In the Trump era, imams and rabbis struggle with a strategy to counter anti-Muslim hostily

A year ago, when several dozen Washington-area Jewish and Muslim religious and lay leaders jostled for spots in a group picture, the mood was convivial.

The most novel item on the agenda for that November 2015 confab was bringing in non-Middle Eastern Muslims into the Jewish-Muslim dialogue. The meeting and the venue — an Indonesian-American Muslim center in Silver Spring, Maryland — helped “dispel the myth that Muslims are inherently of Middle Eastern descent,” a release said.

On Sunday, the meeting of the third Summit of Greater Washington Imams and Rabbis was better attended – a hundred or so leaders were on hand at Tifereth Israel, a Conservative synagogue in the District of Columbia, about 30 more than last year – and the group picture was just as friendly. But in that anxious “we’re in this together” way.

Following an afternoon packed with tales of Muslims enduring taunts, vandalism and bullying in schools, the host rabbi, Ethan Seidel, sang a Hasidic melody to calm the rabbis, imams and lay leaders as they scrambled into place (“short folks in front!”).

What changed? The name some said they could hardly mention: Donald Trump, the president-elect.

“Think of the rhetoric of a person I won’t name,” said Ambereen Shaffie, a co-founder of the D.C. chapter of the interfaith Sisterhood of Salaam Shalom, addressing the group after the photo shoot.

□ □ □ □ □ □ □

**Task 1**
Write out everything in the article on imams and rabbis from "In the Trump" down to "a release said.", unchanged.

□ □ □ □ □ □ □

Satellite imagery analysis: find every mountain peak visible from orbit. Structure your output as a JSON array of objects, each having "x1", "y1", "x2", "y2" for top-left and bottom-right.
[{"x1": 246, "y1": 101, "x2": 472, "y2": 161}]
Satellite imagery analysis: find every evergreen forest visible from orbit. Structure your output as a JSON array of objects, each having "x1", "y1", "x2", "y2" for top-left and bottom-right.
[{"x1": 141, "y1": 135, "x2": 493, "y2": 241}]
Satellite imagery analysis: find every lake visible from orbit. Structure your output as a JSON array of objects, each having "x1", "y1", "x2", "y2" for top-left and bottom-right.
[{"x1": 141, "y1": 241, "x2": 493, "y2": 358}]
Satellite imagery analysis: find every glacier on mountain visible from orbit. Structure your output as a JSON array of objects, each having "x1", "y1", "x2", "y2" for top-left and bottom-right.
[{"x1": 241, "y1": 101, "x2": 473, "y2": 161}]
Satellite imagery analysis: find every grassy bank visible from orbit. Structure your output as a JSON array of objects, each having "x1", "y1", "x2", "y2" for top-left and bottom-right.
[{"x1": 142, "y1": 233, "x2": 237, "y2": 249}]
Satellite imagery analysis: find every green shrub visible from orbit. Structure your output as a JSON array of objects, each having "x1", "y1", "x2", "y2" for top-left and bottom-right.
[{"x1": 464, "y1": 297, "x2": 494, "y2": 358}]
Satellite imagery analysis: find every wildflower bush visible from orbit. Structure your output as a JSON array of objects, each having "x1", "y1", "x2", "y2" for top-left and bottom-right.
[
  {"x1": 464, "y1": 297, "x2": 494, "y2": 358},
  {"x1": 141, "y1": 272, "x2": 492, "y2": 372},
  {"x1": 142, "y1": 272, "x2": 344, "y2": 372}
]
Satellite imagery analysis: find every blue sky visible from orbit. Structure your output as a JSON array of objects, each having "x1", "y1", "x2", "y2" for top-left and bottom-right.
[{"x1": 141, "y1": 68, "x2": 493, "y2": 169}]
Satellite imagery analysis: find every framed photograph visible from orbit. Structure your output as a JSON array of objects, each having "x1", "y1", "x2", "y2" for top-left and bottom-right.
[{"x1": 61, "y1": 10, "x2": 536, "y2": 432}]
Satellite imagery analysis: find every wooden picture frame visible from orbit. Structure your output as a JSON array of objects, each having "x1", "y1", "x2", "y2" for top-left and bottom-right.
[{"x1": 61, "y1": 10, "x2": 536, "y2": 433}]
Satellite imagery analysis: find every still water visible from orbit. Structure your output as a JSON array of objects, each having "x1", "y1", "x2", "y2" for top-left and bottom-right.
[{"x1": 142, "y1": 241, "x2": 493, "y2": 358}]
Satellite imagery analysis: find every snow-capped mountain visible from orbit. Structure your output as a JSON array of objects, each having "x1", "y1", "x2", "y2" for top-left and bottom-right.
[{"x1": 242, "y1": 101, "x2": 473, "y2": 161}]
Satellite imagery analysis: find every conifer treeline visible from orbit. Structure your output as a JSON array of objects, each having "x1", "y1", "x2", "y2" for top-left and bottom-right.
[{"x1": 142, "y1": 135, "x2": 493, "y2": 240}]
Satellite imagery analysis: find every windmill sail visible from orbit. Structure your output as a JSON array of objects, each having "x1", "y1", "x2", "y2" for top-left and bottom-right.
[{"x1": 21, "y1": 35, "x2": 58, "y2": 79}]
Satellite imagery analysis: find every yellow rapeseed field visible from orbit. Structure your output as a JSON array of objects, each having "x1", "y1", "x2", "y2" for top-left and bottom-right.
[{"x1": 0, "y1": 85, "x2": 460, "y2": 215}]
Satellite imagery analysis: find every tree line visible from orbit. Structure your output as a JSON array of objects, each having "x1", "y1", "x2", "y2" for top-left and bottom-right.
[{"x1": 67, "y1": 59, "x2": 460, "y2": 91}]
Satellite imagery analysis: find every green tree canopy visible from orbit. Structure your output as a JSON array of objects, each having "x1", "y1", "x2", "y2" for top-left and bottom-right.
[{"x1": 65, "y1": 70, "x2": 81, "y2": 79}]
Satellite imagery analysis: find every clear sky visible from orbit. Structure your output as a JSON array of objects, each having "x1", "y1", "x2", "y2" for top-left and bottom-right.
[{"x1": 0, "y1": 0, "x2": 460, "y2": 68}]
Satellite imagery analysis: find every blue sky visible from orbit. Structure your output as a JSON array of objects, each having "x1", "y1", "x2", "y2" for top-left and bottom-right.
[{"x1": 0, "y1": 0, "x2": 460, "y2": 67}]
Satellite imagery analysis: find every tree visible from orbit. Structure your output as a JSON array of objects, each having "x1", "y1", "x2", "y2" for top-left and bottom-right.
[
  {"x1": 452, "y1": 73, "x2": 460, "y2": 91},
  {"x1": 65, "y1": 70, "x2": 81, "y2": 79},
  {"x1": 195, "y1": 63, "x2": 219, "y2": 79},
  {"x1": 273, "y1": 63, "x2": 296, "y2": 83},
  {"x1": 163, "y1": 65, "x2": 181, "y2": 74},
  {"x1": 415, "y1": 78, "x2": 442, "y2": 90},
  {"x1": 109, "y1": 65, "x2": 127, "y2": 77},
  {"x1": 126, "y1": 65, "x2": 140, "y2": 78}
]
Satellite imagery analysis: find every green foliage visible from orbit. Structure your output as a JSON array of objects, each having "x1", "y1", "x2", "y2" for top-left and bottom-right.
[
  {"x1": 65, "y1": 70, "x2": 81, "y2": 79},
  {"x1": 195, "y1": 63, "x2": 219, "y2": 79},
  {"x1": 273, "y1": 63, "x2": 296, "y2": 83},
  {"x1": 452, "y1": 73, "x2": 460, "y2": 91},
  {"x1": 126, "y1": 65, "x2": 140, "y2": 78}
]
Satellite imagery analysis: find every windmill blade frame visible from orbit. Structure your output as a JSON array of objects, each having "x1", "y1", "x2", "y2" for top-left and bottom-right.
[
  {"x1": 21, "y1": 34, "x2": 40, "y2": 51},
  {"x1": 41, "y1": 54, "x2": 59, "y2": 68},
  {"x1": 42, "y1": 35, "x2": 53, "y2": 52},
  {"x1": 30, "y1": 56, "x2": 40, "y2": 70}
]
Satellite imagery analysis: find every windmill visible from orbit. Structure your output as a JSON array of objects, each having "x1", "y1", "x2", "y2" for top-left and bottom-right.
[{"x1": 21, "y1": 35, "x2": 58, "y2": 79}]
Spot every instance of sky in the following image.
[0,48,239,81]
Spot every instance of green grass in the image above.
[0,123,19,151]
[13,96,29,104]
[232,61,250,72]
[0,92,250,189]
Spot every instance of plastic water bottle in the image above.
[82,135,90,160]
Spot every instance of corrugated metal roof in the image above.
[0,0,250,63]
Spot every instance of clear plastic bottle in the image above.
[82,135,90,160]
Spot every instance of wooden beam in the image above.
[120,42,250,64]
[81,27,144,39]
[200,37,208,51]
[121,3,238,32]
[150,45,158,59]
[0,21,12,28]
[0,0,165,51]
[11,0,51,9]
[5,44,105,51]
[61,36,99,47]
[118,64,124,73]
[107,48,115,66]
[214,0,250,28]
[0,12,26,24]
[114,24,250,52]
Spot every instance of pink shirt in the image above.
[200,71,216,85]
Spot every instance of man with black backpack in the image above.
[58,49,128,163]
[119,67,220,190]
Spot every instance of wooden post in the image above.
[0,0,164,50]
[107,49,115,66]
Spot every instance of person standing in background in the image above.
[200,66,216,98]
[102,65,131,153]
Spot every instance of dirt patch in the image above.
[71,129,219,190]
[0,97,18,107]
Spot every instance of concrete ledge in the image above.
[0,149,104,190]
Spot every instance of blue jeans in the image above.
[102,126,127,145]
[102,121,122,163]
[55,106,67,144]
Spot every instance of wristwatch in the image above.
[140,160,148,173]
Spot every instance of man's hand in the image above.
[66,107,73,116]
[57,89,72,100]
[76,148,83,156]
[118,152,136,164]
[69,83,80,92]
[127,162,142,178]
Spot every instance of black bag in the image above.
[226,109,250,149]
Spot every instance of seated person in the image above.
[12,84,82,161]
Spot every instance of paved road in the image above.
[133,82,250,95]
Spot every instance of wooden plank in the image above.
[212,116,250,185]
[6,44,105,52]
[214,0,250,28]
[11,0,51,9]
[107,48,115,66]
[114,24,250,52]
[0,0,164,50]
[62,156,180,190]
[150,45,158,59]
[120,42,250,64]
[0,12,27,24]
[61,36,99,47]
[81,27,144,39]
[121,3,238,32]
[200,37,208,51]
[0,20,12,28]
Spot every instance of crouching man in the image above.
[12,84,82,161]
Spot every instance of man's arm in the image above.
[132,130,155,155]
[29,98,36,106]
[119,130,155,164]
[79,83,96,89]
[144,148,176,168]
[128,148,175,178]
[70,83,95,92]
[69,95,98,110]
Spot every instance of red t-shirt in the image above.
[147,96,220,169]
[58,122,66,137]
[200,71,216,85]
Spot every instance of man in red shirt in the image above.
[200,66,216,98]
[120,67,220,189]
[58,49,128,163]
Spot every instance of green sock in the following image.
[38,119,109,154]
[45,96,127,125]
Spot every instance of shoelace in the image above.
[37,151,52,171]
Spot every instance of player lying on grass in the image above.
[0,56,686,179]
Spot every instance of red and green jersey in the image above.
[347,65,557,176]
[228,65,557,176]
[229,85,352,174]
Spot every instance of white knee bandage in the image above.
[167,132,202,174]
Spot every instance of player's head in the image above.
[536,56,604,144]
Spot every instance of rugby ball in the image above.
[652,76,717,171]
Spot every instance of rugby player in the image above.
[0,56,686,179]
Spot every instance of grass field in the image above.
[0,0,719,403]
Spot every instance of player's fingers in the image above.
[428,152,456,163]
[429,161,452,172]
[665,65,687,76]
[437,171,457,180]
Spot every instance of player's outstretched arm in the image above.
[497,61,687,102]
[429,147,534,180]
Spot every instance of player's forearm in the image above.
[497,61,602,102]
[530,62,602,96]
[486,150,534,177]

□ □ □ □ □ □ □

**Task 2**
Take the entries from the line containing "Spot every instance of seated" down to the line containing "[45,96,127,125]", both included. Replace "paved road" with "asphalt road" and return only those lines, otherwise unaltered.

**Correct response 1**
In the Trump era, imams and rabbis struggle with a strategy to counter anti-Muslim hostily

A year ago, when several dozen Washington-area Jewish and Muslim religious and lay leaders jostled for spots in a group picture, the mood was convivial.

The most novel item on the agenda for that November 2015 confab was bringing in non-Middle Eastern Muslims into the Jewish-Muslim dialogue. The meeting and the venue — an Indonesian-American Muslim center in Silver Spring, Maryland — helped “dispel the myth that Muslims are inherently of Middle Eastern descent,” a release said.

**Correct response 2**
Spot every instance of seated person in the image above.
[12,84,82,161]
Spot every instance of asphalt road in the image above.
[133,82,250,95]
Spot every instance of wooden plank in the image above.
[212,116,250,185]
[6,44,105,52]
[214,0,250,28]
[11,0,51,9]
[107,48,115,66]
[114,24,250,52]
[0,0,164,50]
[62,156,180,190]
[150,45,158,59]
[120,42,250,64]
[0,12,27,24]
[61,36,99,47]
[81,27,144,39]
[121,3,238,32]
[200,37,208,51]
[0,20,12,28]
Spot every instance of crouching man in the image above.
[12,84,82,161]
Spot every instance of man's arm in the image above.
[132,130,155,155]
[29,98,36,106]
[119,130,155,164]
[79,83,96,89]
[144,148,176,168]
[128,148,175,178]
[70,83,95,92]
[69,95,98,110]
Spot every instance of red t-shirt in the image above.
[147,96,220,169]
[58,122,66,137]
[200,71,216,85]
Spot every instance of man in red shirt in the image above.
[200,66,216,98]
[120,67,220,189]
[58,49,128,163]
Spot every instance of green sock in the following image.
[38,119,109,154]
[45,96,127,125]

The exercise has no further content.